Stored items from a collection
# # # # # # #
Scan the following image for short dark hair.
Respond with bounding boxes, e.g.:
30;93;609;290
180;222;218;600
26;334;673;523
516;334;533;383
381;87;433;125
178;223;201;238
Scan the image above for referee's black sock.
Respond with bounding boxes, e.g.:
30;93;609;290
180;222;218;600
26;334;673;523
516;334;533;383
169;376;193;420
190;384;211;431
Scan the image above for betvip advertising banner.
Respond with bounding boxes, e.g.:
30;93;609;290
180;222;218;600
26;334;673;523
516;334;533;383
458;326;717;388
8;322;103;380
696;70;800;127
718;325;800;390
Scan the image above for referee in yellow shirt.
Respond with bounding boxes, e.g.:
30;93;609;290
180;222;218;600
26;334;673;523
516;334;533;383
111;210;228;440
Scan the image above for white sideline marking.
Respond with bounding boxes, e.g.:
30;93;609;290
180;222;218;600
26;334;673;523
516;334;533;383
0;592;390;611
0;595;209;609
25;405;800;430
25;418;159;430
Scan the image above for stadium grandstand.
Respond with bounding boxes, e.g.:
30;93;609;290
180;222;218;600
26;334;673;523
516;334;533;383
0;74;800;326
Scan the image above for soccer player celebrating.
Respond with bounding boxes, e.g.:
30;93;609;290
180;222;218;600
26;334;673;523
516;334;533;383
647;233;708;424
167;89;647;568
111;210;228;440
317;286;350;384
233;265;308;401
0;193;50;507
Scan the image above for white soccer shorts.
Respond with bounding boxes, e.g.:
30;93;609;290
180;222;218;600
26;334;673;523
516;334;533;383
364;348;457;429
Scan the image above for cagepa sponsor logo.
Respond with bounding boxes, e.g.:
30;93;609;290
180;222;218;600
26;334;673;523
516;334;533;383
# # # # # # #
* _EXERCISE BRIEF_
Rewrite the records above with every "Scan" changed to "Search", leaving everything else as it is.

* _TASK RESULT_
Search the following image for short dark hair.
Respond with bounding boxes, e.g.:
30;93;609;290
180;222;218;600
26;334;673;523
516;334;533;383
381;87;433;125
178;223;201;238
Search the image above for referee's black sock.
Respond with bounding boxes, e.g.:
30;93;609;290
180;222;218;600
26;334;673;523
516;334;533;383
169;376;193;420
190;384;211;431
Search the image above for betvip advertising banner.
Respond with bounding boxes, e.g.:
30;93;609;290
180;222;218;600
26;334;673;523
516;334;533;383
458;326;717;388
8;322;103;380
696;70;800;127
718;325;800;390
Search the image above for referee in yellow shirt.
Respond with bounding boxes, e.g.:
30;93;609;290
180;222;218;600
26;334;673;523
516;334;533;383
111;210;228;440
Search the image above for white sideline marking.
Respond with bounding boxes, e.g.:
30;93;609;290
180;222;218;600
26;334;673;523
516;334;533;383
0;592;390;611
0;595;209;609
25;405;800;430
25;418;159;430
Search the image above for stadium grandstand.
Respond with bounding boxes, e.g.:
30;93;609;290
180;222;218;600
26;334;673;523
516;334;533;383
0;74;800;326
Search the image above for soccer player celebrating.
Respond with bounding boxes, e.g.:
30;93;609;290
180;222;218;600
26;334;673;523
516;334;533;383
647;233;708;424
167;89;647;568
111;210;228;440
317;286;350;384
233;265;308;401
0;193;50;507
Search the image above for white soccer shorts.
Respond with bounding boxes, e.g.:
30;93;609;290
180;222;218;600
26;334;673;523
516;334;533;383
364;348;457;429
Search the image above for cagepa sponsor logo.
Respond with bounding boxes, e.g.:
30;93;609;290
180;222;218;600
26;334;673;523
516;334;533;383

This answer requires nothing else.